> [To do]:
Among the entries below, find the lines that hold the word "every" and report them.
== Segment start ==
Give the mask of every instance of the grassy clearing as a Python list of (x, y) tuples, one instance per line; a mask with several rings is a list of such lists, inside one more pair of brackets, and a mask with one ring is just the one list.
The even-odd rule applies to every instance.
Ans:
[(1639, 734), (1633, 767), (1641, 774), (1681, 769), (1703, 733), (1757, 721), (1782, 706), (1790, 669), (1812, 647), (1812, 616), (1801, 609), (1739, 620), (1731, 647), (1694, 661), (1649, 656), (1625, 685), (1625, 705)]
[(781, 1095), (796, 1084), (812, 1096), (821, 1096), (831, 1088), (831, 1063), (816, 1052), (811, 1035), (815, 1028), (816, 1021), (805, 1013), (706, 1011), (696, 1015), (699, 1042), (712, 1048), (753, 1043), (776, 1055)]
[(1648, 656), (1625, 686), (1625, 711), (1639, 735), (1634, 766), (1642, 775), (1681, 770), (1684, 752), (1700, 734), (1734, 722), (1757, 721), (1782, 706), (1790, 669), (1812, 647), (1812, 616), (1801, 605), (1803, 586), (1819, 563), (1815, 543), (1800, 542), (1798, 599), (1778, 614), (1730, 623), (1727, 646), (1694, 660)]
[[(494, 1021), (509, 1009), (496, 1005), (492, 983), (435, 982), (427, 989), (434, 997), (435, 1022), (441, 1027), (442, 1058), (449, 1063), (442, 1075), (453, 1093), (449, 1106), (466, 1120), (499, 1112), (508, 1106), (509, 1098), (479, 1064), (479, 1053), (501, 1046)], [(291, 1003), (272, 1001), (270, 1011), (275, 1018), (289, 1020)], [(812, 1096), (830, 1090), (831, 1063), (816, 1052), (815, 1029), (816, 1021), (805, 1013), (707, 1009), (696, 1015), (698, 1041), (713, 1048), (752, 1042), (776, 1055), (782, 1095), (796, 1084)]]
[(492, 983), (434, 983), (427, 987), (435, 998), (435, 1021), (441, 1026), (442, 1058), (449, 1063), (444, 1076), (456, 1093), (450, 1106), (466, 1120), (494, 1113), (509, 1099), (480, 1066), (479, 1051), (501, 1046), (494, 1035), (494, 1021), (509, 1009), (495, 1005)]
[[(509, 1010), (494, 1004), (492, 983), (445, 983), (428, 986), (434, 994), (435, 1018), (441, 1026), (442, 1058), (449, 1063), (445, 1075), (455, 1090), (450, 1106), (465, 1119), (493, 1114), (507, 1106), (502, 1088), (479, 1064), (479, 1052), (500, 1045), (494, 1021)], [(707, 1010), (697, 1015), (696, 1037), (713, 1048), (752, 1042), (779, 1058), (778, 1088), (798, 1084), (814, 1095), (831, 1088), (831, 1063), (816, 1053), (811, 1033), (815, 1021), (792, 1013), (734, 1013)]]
== Segment end ==
> [Exercise response]:
Give the mask of every instance of the grassy clearing as a Python list of (x, y) tuples, one instance per line; a mask with several rings is a list of such lists, inside one more pair of brackets, and a mask with one ring is just the one list.
The even-odd rule applies to every instance.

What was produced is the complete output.